_Source extract_:

This capitulation is a victory for business as usual in Sacramento—threats, big money, and power politics at their worst. It is a prime example of statewide union leaders caring more about politicians in the Capitol than their members and of Democratic insiders disciplining progressives through coercion when their weak arguments failed.
Thus, the most popular of the three initiatives that clearly drew a line between taxing the 1% rather than the 99% was abandoned in favor of a far weaker proposal that keeps a regressive sales tax that will likely drag this new measure down to defeat. I repeat, there is no research to suggest that this new measure, which is structurally the same as the Governor’s original measure, will do any better than the 46% approval rating the original measure had after opposition arguments.
If that is not bad enough, the fact is that no initiative has ever been able to gather the requisite number of signatures needed in the short time period that remains to re-write and qualify the compromise measure—more than 1 million signatures in less than 2 months. It’s the Hail Mary of Hail Marys. And if you weren’t skeptical already, you should be when learn that Brown is continuing to circulate his first, badly flawed measure as a safety net, while the Millionaires Tax will surely be pulled before we even know if the compromise will make the ballot. It’s a big gamble at best, a bait and switch at worst. And the lowest polling, surely doomed, Molly Munger measure is still in the game while the best polling, most likely to pass measure is now dead.
Dead along with it is a historic opportunity to have a clean fight on progressive taxation framed around the growing economic inequality in this country. Only the political wonks will care that the sales tax is now at a quarter cent instead of a half –cent (the poor will still feel it). The anti-tax zealots will hang the sales tax around the neck of the compromise proposal (and/or Brown’s original proposal in the very likely event that the compromise fails to make the ballot) and the social justice argument will be lost in favor of Brown’s “shared sacrifice” case designed to please the Chamber of Commerce. No matter how those in favor of this sell-out frame it, the new initiative blurs the issues and makes it more likely that California’s education system and vital public services will not get the revenue they need.

_Given information_:
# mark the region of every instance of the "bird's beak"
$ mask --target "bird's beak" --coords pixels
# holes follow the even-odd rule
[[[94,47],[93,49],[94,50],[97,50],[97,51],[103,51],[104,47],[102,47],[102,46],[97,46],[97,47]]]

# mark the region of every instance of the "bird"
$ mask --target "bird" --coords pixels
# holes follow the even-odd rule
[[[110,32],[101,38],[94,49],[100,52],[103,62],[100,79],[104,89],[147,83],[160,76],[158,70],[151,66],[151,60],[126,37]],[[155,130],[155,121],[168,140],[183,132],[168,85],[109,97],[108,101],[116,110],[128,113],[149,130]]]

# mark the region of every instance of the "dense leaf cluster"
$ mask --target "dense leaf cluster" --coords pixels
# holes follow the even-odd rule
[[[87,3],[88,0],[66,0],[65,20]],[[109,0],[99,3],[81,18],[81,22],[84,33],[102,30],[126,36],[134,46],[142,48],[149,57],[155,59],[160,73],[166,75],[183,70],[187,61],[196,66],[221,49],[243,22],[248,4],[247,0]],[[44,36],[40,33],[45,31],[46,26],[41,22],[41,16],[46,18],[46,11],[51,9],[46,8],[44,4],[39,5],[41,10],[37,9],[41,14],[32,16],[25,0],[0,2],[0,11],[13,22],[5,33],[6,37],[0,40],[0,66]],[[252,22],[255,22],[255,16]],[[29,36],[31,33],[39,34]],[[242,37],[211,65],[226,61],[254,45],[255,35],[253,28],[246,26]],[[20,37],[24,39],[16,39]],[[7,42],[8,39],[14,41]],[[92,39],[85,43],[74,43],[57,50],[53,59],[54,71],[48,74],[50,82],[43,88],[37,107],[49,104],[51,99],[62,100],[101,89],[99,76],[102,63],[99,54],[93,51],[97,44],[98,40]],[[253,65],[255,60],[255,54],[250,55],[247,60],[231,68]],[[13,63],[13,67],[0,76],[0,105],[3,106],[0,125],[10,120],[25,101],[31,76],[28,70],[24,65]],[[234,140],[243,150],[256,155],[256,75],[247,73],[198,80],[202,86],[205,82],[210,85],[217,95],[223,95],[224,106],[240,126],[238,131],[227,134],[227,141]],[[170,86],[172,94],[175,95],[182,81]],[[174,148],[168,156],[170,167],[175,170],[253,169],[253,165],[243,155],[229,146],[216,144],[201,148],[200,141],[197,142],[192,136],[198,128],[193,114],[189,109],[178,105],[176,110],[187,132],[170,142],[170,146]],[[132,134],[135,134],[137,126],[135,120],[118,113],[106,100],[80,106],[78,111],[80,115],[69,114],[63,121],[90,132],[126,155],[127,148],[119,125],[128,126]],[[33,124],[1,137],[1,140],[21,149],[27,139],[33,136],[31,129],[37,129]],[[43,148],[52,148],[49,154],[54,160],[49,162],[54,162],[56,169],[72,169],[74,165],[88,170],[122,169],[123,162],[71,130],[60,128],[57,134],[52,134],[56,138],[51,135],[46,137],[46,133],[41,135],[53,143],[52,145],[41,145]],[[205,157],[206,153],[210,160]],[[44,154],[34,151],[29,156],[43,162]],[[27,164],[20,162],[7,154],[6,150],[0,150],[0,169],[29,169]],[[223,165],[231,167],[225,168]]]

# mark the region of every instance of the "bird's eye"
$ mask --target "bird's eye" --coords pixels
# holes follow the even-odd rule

_What the task asks_:
In the commentary above on California's tax initiative compromise, what approval rating did the Governor's original measure have after opposition arguments?

_Answer to the exercise_:
46%